課題 →
次の三つの記述がそれぞれ本文と一致するかを「はい」か「いいえ」で答え、判断の決め手となる本文の語句をそのまま引用せよ。
1. 肥満していて痩せたい人は、激しい運動を空腹時に行なうべきだとされている。
2. 肥満していて痩せたい人は、一日に何度も食餌を摂るべきだとされている。
3. 催吐剤は夏の半年間に使用するべきだとされている。

本文 →
____
肥満していて痩せたいと思っている人の場合、激しい運動は常に空腹時に行ない、食餌は身体が冷える前で、動悸がしている間に摂るべきである。そして、食餌の前に、あまり冷えていない薄めたワインを飲むのがよい。この人たちの食餌はゴマや甘い薬味などで風味をつけ、またそれらをたっぷり用いる。そうすれば最小の量で食欲が満たされるだろう。そして一日に一度だけ充分な食餌を摂るべきで、入浴を控え、堅いベッドに寝るようにし、できるだけ薄着で過ごすのがよい。

痩せていて太りたいと思っている人は、これと逆のことをするべきである。特に空腹時には決して激しい運動をしてはならない。

5.
催吐剤や浣腸薬は次のように使用するべきである。催吐剤は冬の半年間に使用するべきである。というのも、この時期は夏よりも粘液が多く分泌され、頭部や横隔膜から上の部位に病気が発生するためである。

しかし、気候が暑くなれば浣腸薬を使用するべきで、これは季節が灼熱状態になると身体は胆汁過多となり、腰や膝が重苦しくなり、熱感が出て腹部に疝痛が起きるためである。
____
確認データ →
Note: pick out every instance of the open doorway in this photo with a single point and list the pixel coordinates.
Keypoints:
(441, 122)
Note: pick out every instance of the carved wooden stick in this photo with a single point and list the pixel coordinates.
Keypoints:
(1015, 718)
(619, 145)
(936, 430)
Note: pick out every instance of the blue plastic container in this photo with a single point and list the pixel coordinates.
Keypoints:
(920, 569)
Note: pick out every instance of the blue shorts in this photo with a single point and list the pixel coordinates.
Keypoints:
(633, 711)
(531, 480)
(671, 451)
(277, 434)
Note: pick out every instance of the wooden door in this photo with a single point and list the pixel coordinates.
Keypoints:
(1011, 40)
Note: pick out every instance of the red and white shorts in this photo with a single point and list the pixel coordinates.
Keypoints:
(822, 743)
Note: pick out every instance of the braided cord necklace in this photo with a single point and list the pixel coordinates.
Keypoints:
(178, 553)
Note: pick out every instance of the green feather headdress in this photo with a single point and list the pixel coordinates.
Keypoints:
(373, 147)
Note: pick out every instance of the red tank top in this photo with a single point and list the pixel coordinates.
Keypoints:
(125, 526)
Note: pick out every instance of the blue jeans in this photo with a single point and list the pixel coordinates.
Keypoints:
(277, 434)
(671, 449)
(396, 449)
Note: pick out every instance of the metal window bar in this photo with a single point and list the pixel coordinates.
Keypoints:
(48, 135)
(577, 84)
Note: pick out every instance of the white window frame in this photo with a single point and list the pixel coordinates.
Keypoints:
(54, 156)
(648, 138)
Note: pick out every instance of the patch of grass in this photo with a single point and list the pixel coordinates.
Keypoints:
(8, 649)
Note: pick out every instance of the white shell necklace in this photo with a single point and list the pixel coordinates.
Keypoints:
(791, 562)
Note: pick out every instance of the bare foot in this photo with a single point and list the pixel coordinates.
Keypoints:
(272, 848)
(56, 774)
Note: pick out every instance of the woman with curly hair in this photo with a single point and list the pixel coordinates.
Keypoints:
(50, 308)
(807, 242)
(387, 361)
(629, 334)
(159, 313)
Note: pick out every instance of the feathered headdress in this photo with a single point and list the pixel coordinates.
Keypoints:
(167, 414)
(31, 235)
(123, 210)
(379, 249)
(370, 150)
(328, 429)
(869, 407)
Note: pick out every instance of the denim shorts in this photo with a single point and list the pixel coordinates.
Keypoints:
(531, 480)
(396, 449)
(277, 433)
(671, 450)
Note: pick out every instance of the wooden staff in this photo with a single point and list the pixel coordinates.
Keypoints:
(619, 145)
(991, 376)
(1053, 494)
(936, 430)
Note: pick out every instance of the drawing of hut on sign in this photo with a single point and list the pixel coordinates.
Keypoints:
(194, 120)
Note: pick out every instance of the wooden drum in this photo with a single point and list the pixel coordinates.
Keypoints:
____
解答 →
1. はい:「激しい運動は常に空腹時に行ない」
2. いいえ:「一日に一度だけ充分な食餌を摂るべきで」
3. いいえ:「催吐剤は冬の半年間に使用するべきである」